- **Task description**
Reproduce the review of the documentary Collective below, word for word.

━━━━━ Page extract

Collective (MA) - 109 minutes

Graft and corruption of a magnitude the likes of which I haven’t seen.


That is the subject of an astounding Romanian documentary.


The immorality reaches into the highest echelons of the health system, killing patients who would otherwise survive.


And we’re not talking about the Middle Ages.


This just happened – in the past few years (30th October 2015 to be more precise) and it took an investigative reporter, Catalin Tolontan, and two of his colleagues, Irela Neag and Razvan Lu Ac, from a sports newspaper to blow the whistle.

Even they could not have envisaged just how widespread the tentacles of this scandal spread.


It all starts with a tragic fire at a dance club in Bucharest.


27 die and a further 180 are injured.


Within four months an additional 37 burns victims pass away.


It soon becomes clear that something far more sinister is at play here.


Bacterial infections have infiltrated the burns hospital and fire survivors are succumbing to them.

━━━━━━━━━━
━━━━━ Data to examine

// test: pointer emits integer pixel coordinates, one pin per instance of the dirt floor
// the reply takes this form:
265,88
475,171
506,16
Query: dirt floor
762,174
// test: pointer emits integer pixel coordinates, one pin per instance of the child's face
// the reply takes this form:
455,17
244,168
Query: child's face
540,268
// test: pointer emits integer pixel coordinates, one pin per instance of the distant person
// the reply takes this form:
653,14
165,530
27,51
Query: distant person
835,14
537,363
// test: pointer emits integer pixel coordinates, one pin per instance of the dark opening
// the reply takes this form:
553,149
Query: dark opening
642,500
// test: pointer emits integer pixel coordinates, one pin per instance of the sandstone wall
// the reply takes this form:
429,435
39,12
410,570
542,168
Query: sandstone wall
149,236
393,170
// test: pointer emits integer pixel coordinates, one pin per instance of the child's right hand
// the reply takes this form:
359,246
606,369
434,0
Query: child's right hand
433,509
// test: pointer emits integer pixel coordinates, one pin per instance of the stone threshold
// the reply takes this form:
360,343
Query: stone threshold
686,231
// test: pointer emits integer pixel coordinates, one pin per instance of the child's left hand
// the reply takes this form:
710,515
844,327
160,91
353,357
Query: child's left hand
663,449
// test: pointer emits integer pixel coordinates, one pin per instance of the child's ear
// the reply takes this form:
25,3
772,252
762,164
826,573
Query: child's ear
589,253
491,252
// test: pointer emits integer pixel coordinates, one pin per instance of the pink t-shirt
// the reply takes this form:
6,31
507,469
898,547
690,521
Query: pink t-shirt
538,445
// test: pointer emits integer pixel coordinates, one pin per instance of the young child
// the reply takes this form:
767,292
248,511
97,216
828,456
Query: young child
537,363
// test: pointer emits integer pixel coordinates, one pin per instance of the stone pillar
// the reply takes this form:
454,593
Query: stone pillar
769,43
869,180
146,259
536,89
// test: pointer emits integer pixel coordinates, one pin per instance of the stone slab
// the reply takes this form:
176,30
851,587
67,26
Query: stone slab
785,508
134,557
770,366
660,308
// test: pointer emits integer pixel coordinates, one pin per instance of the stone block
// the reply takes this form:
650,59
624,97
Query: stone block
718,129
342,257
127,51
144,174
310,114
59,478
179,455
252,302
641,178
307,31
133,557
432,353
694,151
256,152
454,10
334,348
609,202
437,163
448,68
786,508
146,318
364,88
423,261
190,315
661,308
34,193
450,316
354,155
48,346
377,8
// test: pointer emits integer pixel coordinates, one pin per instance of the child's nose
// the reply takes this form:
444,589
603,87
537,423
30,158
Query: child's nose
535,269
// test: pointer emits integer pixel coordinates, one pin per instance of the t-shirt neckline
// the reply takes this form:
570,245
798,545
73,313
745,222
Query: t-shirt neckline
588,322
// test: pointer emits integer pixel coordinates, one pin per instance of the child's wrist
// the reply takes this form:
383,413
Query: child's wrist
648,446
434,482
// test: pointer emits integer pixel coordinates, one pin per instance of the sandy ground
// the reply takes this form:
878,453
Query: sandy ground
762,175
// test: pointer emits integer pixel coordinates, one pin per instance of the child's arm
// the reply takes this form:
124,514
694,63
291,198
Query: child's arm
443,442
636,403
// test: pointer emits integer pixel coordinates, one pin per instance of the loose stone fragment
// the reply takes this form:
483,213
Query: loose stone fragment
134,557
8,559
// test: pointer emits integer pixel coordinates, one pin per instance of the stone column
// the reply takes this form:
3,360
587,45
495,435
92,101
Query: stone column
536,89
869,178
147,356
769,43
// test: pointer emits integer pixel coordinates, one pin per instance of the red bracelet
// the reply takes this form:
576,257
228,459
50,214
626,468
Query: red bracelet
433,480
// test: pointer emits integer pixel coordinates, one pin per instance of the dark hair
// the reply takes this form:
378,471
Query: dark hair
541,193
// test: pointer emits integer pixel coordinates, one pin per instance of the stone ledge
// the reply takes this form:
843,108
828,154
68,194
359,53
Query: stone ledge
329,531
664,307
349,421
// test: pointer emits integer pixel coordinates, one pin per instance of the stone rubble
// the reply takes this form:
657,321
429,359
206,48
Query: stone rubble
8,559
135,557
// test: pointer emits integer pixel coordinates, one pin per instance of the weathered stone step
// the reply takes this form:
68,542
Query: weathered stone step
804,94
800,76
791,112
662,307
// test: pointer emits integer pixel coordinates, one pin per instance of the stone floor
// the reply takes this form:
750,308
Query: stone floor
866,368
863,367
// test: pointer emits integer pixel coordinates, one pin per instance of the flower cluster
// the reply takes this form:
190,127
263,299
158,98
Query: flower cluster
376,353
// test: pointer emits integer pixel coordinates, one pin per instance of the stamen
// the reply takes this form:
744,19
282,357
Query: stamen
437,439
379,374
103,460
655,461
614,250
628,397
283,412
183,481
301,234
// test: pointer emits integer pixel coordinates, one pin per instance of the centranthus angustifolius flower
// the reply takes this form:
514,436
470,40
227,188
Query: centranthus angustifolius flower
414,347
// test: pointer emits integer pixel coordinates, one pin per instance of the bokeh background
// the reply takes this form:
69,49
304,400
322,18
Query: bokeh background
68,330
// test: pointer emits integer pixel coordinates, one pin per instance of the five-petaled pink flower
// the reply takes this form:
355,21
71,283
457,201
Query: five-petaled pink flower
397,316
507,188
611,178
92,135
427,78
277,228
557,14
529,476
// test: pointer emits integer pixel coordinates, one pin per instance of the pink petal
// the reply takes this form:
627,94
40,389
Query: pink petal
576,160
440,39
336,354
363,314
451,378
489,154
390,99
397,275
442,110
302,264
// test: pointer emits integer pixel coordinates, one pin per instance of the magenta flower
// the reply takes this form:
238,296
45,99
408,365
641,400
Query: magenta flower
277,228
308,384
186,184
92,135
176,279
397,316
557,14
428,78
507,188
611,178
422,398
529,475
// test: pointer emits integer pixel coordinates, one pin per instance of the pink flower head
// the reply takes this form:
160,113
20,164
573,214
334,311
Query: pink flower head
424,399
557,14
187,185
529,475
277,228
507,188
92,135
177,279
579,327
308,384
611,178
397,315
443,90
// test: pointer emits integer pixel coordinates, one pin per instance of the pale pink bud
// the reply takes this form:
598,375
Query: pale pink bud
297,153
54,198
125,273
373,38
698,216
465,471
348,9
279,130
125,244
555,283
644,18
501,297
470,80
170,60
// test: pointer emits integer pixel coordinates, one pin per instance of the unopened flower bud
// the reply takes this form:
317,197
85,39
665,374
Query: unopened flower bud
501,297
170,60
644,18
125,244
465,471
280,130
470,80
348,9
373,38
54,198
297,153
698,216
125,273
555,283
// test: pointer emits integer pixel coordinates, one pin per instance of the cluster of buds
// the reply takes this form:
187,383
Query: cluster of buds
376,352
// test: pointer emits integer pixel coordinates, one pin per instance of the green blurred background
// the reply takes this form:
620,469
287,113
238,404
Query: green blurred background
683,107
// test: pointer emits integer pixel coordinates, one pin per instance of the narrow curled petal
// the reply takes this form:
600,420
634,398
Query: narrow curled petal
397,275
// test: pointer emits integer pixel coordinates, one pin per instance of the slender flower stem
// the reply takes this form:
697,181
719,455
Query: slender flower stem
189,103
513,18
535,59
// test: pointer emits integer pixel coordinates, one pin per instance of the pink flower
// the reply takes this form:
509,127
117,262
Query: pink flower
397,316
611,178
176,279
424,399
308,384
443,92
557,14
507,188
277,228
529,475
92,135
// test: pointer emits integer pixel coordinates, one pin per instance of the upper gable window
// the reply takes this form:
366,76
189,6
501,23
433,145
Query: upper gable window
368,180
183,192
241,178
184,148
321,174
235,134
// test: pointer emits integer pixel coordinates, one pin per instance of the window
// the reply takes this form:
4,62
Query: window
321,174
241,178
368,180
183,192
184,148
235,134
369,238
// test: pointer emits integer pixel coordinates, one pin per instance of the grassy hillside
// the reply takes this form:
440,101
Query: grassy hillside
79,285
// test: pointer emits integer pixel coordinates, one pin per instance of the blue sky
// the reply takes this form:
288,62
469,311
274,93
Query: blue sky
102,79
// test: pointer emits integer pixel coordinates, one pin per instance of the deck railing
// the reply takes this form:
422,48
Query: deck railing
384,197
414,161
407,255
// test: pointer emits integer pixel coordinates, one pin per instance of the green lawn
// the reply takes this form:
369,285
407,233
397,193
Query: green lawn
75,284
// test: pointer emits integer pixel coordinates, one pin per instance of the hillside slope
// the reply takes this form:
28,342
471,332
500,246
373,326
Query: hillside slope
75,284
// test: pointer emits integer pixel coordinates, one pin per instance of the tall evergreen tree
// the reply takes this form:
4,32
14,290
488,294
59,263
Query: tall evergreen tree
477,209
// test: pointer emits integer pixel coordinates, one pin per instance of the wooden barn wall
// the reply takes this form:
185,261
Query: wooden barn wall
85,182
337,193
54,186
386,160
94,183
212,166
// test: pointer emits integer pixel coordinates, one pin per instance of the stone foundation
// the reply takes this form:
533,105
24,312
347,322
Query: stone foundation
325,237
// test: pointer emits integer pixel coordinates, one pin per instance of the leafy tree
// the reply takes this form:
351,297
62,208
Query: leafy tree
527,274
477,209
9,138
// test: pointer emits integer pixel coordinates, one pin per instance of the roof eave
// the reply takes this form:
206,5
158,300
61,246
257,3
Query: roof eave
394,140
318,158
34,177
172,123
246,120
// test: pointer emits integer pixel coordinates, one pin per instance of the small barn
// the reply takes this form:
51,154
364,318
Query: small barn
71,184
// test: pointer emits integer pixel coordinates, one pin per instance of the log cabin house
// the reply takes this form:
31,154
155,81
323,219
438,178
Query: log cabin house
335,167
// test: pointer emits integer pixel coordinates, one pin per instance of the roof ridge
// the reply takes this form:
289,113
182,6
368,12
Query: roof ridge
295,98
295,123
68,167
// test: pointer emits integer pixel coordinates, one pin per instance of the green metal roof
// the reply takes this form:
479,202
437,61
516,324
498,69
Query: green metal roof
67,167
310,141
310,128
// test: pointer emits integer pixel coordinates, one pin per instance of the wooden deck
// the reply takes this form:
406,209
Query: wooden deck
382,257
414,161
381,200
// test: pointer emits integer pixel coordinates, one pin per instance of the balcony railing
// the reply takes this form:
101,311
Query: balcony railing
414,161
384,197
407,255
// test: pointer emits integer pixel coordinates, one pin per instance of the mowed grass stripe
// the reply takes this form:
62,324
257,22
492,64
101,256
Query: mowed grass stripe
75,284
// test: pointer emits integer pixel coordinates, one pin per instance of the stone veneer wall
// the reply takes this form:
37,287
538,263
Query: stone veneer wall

━━━━━━━━━━

- **Exercise response**
Collective (MA) - 109 minutes

Graft and corruption of a magnitude the likes of which I haven’t seen.


That is the subject of an astounding Romanian documentary.


The immorality reaches into the highest echelons of the health system, killing patients who would otherwise survive.


And we’re not talking about the Middle Ages.


This just happened – in the past few years (30th October 2015 to be more precise) and it took an investigative reporter, Catalin Tolontan, and two of his colleagues, Irela Neag and Razvan Lu Ac, from a sports newspaper to blow the whistle.

Even they could not have envisaged just how widespread the tentacles of this scandal spread.


It all starts with a tragic fire at a dance club in Bucharest.


27 die and a further 180 are injured.


Within four months an additional 37 burns victims pass away.


It soon becomes clear that something far more sinister is at play here.


Bacterial infections have infiltrated the burns hospital and fire survivors are succumbing to them.